* [Objective] Please pull out every line in the entries that contains the word "roof", and treat uppercase and lowercase as different.

────────

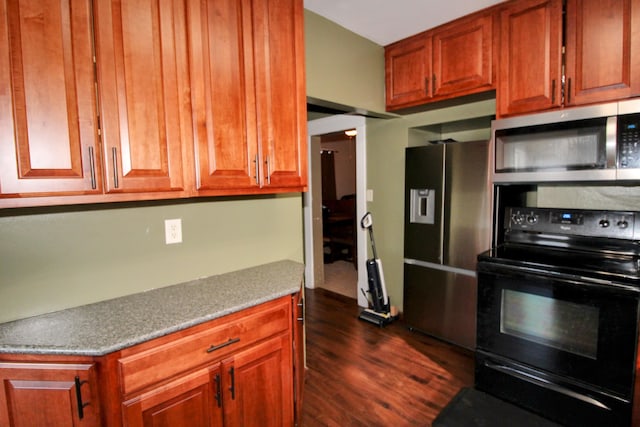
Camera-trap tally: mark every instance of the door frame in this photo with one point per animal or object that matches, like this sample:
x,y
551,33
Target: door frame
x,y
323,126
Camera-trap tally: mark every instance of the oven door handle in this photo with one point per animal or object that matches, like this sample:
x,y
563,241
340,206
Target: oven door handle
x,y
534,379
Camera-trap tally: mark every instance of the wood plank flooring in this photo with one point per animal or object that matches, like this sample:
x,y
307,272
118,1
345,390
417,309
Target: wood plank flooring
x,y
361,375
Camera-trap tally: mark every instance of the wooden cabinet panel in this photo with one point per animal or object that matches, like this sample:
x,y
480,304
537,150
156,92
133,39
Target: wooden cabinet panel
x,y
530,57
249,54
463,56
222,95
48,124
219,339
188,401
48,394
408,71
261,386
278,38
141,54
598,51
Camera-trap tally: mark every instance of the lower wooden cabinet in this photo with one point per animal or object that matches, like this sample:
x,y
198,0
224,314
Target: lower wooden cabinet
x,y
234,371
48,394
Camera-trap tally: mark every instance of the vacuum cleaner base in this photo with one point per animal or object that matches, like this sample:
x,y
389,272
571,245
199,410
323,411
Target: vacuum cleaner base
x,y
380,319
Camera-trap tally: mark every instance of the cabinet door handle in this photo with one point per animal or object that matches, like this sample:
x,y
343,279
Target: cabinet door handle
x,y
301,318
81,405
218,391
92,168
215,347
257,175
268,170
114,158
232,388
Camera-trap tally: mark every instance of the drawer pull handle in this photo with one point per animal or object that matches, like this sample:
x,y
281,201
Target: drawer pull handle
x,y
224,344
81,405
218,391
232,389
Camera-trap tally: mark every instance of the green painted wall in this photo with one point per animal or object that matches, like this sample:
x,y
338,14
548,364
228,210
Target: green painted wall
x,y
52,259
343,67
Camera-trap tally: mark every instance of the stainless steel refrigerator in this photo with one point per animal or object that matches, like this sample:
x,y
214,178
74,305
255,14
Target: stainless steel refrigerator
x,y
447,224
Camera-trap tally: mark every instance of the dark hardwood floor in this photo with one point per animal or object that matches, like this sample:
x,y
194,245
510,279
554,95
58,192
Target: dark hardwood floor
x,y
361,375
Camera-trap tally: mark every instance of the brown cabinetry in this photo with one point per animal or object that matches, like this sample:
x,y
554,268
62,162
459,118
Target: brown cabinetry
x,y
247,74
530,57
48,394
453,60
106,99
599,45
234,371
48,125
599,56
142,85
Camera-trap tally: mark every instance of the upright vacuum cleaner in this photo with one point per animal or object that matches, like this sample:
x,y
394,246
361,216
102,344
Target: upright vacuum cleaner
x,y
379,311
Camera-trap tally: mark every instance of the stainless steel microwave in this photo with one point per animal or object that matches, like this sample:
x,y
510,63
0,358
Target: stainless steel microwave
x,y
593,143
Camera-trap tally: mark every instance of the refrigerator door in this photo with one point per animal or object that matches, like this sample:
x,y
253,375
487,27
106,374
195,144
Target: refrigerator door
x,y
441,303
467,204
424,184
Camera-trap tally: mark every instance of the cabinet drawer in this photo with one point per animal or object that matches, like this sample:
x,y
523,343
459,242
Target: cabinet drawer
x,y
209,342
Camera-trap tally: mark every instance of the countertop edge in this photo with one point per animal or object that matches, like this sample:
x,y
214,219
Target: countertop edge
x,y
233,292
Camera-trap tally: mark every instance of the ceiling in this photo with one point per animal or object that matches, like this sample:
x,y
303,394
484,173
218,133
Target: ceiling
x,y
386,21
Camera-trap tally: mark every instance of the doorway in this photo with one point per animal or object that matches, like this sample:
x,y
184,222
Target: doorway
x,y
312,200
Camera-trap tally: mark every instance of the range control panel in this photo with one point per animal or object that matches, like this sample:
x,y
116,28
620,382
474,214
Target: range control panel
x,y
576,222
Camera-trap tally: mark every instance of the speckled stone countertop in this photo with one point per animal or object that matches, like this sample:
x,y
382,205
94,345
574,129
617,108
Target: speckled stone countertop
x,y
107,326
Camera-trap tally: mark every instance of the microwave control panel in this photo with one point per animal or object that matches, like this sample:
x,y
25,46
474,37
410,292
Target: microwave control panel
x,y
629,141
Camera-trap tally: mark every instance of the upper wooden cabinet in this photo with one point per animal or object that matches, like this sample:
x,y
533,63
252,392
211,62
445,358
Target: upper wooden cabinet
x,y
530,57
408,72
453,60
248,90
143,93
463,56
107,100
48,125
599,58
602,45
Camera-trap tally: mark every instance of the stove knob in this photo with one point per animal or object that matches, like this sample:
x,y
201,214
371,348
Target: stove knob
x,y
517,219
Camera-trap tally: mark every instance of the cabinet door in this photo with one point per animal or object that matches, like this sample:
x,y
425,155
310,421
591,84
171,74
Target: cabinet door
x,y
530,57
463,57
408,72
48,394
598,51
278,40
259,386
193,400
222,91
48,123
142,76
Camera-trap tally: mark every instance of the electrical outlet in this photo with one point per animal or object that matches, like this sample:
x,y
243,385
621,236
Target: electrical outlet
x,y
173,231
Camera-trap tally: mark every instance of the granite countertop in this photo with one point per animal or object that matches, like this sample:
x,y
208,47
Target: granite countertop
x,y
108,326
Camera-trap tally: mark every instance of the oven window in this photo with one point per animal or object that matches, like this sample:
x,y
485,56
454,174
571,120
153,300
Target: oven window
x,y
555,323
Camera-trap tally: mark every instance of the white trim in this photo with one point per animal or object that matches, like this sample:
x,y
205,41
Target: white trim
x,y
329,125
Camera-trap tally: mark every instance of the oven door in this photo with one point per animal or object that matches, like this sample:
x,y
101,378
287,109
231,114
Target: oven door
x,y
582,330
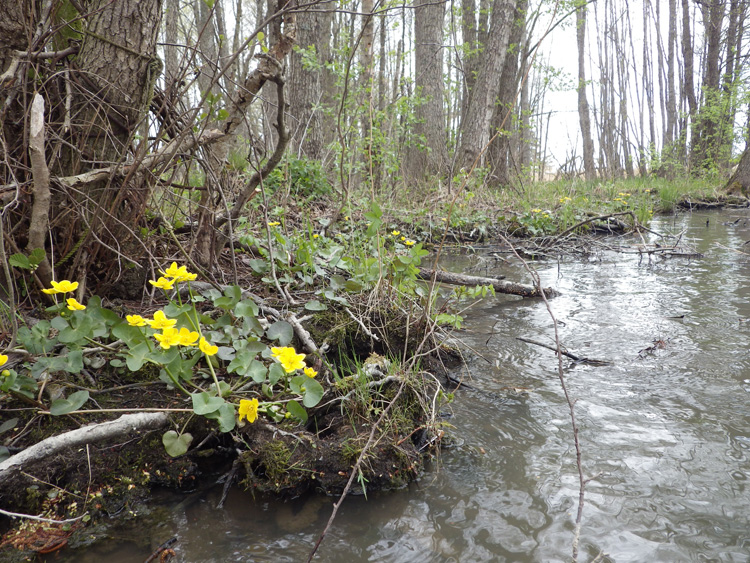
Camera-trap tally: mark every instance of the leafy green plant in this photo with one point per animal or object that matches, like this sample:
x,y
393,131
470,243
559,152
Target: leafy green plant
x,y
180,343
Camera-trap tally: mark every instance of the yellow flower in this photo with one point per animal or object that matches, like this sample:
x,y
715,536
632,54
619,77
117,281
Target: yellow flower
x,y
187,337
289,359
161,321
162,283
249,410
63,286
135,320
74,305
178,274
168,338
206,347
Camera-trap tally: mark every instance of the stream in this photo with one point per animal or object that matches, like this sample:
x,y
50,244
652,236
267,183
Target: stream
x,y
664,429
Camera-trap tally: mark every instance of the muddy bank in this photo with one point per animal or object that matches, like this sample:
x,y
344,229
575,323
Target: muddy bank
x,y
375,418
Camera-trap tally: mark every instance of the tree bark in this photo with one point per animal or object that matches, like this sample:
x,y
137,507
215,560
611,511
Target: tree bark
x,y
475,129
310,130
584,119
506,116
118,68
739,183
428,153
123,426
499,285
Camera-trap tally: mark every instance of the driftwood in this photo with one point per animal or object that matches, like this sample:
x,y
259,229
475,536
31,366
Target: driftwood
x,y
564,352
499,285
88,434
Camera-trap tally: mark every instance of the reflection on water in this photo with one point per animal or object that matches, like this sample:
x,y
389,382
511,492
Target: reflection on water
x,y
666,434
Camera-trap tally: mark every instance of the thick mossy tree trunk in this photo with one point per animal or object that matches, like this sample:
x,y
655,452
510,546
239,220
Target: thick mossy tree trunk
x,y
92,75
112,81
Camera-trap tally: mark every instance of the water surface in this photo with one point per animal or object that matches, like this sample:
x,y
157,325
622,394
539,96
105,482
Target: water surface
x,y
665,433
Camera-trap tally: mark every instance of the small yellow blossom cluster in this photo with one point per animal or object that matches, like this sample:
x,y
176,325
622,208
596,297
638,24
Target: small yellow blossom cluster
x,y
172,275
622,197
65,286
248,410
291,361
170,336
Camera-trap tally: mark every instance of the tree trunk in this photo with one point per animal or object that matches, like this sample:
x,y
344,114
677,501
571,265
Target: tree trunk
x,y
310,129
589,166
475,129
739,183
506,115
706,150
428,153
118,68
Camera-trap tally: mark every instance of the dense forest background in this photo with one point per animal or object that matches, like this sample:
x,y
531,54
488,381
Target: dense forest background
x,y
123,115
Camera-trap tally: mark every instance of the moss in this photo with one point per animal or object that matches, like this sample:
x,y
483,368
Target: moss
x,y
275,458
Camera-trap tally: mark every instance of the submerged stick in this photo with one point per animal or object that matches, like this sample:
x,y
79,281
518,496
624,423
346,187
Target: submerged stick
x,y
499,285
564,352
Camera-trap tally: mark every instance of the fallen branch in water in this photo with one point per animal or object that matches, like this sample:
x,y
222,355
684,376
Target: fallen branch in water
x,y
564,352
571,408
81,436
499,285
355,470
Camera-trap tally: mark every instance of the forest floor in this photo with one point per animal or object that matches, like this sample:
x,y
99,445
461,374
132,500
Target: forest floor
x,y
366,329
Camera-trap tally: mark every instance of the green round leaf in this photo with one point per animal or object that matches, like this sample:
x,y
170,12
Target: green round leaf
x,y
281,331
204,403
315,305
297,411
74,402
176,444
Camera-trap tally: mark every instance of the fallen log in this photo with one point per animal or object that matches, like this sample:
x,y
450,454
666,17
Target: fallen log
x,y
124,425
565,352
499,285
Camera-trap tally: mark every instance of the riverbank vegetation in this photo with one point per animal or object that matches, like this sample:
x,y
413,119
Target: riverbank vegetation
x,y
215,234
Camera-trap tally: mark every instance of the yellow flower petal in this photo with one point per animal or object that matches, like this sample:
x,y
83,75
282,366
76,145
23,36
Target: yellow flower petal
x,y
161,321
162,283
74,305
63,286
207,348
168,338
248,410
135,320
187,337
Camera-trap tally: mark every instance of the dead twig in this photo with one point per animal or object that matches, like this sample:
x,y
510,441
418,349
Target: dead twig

────────

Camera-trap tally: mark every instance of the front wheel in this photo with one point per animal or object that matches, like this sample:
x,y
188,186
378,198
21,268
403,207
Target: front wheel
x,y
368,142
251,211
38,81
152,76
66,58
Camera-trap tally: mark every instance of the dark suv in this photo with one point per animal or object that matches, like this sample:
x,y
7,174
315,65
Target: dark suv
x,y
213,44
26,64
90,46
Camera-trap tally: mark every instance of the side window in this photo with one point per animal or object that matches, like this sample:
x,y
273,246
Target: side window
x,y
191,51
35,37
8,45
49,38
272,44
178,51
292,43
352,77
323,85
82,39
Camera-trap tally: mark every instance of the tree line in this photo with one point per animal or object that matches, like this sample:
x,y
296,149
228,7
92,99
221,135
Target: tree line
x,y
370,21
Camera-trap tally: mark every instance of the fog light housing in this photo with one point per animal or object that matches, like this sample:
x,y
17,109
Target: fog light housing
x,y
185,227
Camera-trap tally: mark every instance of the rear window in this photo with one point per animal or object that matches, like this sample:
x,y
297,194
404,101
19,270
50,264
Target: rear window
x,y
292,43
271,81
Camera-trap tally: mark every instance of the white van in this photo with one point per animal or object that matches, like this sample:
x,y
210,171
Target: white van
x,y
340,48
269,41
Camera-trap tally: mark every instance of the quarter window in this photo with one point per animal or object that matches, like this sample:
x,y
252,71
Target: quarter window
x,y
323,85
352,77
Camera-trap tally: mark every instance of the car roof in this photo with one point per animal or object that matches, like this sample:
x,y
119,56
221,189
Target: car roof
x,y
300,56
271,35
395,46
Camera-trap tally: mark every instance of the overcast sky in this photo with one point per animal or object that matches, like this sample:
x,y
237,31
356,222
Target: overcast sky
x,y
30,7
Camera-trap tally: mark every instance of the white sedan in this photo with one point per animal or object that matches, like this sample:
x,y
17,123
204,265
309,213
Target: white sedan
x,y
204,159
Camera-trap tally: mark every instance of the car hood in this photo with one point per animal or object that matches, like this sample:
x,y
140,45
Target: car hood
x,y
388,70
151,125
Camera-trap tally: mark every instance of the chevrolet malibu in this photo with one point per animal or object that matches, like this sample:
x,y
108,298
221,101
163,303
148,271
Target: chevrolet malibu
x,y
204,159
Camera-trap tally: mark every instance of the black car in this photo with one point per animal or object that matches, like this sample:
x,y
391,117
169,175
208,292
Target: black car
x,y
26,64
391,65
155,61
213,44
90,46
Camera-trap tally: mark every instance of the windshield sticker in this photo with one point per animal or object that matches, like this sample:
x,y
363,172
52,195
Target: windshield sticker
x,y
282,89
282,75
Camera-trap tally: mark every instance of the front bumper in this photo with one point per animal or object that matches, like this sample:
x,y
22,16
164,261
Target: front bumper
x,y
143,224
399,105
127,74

────────

* [Correct result]
Camera-trap tally: mark every instance of the car roof in this photo with one point per animal or object that matches, like this sample:
Target: car roof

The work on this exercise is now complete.